• _EXERCISE GOAL_: Begin at the line below that has "Target: gray wall" and stop after the line that has "one marker per instance, written like [539,167]". Please restate only those lines, word for word.

• _SUPPLIED ENTRIES_:

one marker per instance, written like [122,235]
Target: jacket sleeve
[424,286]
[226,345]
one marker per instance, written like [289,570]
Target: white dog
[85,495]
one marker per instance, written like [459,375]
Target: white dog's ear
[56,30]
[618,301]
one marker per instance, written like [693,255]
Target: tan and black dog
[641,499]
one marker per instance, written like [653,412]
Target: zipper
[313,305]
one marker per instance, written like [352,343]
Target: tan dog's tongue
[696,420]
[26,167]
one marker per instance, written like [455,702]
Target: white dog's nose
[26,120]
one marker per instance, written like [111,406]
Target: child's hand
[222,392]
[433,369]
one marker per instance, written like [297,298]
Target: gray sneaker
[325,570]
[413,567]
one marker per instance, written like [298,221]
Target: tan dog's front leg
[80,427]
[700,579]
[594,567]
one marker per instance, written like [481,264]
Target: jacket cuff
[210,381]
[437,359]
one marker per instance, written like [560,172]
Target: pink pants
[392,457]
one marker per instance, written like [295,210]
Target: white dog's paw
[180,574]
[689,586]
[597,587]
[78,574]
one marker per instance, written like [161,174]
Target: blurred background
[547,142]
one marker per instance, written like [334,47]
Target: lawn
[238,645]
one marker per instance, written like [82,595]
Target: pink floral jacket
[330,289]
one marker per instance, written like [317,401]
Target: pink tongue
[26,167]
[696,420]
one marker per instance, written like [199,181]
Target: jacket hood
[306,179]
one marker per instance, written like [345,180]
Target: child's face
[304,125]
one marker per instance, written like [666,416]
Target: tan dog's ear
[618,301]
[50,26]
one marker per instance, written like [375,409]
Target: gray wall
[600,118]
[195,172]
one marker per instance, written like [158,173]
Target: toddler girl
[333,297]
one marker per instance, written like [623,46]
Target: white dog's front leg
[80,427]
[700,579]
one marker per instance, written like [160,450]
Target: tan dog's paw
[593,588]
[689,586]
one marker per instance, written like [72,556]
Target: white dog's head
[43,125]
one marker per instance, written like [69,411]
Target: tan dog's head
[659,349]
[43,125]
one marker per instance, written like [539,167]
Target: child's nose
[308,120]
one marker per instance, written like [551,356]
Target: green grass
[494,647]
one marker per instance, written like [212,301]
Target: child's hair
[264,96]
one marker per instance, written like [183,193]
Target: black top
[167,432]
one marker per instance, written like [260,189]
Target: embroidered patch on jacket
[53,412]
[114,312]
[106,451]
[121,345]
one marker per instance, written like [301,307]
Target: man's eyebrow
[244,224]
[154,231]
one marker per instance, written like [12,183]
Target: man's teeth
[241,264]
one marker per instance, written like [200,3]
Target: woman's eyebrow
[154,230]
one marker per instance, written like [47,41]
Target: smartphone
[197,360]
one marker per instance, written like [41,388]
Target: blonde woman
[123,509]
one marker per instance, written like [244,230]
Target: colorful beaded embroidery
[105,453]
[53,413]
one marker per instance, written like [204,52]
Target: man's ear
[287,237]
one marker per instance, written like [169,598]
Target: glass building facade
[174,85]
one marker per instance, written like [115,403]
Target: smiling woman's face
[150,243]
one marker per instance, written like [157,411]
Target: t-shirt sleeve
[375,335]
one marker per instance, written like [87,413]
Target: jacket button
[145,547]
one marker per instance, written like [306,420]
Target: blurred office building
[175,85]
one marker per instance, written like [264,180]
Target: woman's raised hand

• _EXERCISE RESPONSE_:
Target: gray wall
[600,118]
[195,172]
one marker per instance, written like [158,173]
Target: toddler girl
[333,297]
one marker per instance, written like [623,46]
Target: white dog's front leg
[80,427]
[700,579]
one marker per instance, written like [160,450]
Target: tan dog's paw
[593,588]
[689,586]
one marker per instance, written like [72,556]
Target: white dog's head
[43,125]
one marker per instance, written like [69,411]
Target: tan dog's head
[659,349]
[43,125]
one marker per instance, written like [539,167]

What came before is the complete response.